**WRITTEN REQUEST:**
Report each line of the records below that contains the word "black", copying every such line in full.
* START *
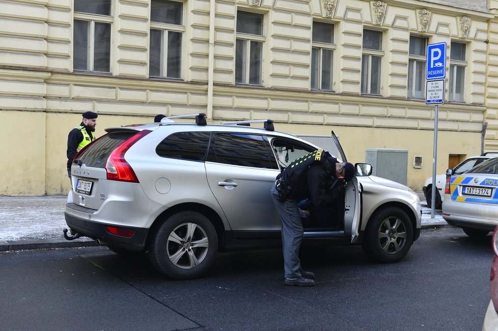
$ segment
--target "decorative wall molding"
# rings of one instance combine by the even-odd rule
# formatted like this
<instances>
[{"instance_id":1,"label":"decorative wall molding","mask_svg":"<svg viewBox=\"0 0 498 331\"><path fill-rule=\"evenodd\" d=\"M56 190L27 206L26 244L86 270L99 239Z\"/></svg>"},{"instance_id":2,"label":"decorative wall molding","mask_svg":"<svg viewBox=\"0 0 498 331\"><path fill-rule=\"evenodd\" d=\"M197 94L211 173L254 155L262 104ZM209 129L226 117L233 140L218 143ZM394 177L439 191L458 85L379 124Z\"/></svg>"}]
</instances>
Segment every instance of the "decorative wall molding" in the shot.
<instances>
[{"instance_id":1,"label":"decorative wall molding","mask_svg":"<svg viewBox=\"0 0 498 331\"><path fill-rule=\"evenodd\" d=\"M385 11L387 9L388 5L381 1L377 1L374 2L372 6L375 14L374 23L381 25L384 22L384 18L385 17Z\"/></svg>"},{"instance_id":2,"label":"decorative wall molding","mask_svg":"<svg viewBox=\"0 0 498 331\"><path fill-rule=\"evenodd\" d=\"M334 17L337 8L337 0L322 0L323 2L324 17Z\"/></svg>"},{"instance_id":3,"label":"decorative wall molding","mask_svg":"<svg viewBox=\"0 0 498 331\"><path fill-rule=\"evenodd\" d=\"M263 2L263 0L247 0L249 6L261 7L262 2Z\"/></svg>"},{"instance_id":4,"label":"decorative wall molding","mask_svg":"<svg viewBox=\"0 0 498 331\"><path fill-rule=\"evenodd\" d=\"M419 29L422 32L427 32L429 31L429 25L431 22L431 13L426 9L421 9L419 11L419 21L420 23L420 29Z\"/></svg>"},{"instance_id":5,"label":"decorative wall molding","mask_svg":"<svg viewBox=\"0 0 498 331\"><path fill-rule=\"evenodd\" d=\"M468 30L471 28L471 18L468 16L463 16L460 18L460 36L466 38L468 36Z\"/></svg>"}]
</instances>

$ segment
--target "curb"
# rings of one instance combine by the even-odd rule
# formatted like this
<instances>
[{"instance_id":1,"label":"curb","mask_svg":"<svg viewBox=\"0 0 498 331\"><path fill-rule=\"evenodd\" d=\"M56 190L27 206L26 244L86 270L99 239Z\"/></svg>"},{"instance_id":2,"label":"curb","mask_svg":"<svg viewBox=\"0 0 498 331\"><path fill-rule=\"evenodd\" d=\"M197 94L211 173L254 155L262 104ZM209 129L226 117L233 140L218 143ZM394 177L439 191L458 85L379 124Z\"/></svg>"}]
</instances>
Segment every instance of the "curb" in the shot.
<instances>
[{"instance_id":1,"label":"curb","mask_svg":"<svg viewBox=\"0 0 498 331\"><path fill-rule=\"evenodd\" d=\"M446 228L457 228L449 224L430 224L423 225L421 230L434 230ZM26 239L20 240L0 241L0 252L27 250L48 249L76 248L96 247L97 242L88 238L79 238L74 240L60 239Z\"/></svg>"},{"instance_id":2,"label":"curb","mask_svg":"<svg viewBox=\"0 0 498 331\"><path fill-rule=\"evenodd\" d=\"M94 246L98 246L97 242L87 238L79 238L71 241L65 239L63 241L59 239L7 240L0 241L0 252Z\"/></svg>"}]
</instances>

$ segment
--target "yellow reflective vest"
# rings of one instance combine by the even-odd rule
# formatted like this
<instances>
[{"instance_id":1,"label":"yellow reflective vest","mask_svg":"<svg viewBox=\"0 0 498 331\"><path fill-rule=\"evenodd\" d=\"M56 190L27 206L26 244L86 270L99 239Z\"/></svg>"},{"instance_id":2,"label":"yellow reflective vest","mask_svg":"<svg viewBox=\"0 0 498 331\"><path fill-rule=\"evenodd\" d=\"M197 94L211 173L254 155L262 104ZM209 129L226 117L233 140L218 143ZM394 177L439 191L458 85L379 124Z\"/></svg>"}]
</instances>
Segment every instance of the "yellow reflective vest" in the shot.
<instances>
[{"instance_id":1,"label":"yellow reflective vest","mask_svg":"<svg viewBox=\"0 0 498 331\"><path fill-rule=\"evenodd\" d=\"M87 130L85 128L85 127L82 125L79 125L76 127L76 128L79 130L79 131L81 131L81 134L83 135L83 140L81 141L81 142L79 143L79 145L78 145L78 147L76 149L76 152L79 152L82 148L83 148L83 147L85 147L86 146L95 140L95 137L94 136L93 134L92 133L92 132L90 132L90 134L89 134L87 132Z\"/></svg>"}]
</instances>

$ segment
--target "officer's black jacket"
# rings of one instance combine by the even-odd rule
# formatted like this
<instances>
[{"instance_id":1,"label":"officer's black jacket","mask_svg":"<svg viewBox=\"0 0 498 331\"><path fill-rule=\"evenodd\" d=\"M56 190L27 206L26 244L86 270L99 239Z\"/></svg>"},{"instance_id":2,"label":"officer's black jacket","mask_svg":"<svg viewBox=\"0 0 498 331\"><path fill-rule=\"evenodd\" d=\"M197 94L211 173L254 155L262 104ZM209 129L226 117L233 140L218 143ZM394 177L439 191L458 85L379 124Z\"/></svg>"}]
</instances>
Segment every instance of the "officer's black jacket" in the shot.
* END *
**SOLVED PROBLEM:**
--target "officer's black jacket"
[{"instance_id":1,"label":"officer's black jacket","mask_svg":"<svg viewBox=\"0 0 498 331\"><path fill-rule=\"evenodd\" d=\"M56 190L27 206L26 244L86 270L99 239Z\"/></svg>"},{"instance_id":2,"label":"officer's black jacket","mask_svg":"<svg viewBox=\"0 0 498 331\"><path fill-rule=\"evenodd\" d=\"M197 94L211 173L254 155L262 104ZM209 129L226 117L233 140L218 143ZM394 177L439 191L458 85L379 124Z\"/></svg>"}]
Segment every instance of the "officer's black jacket" in the shot.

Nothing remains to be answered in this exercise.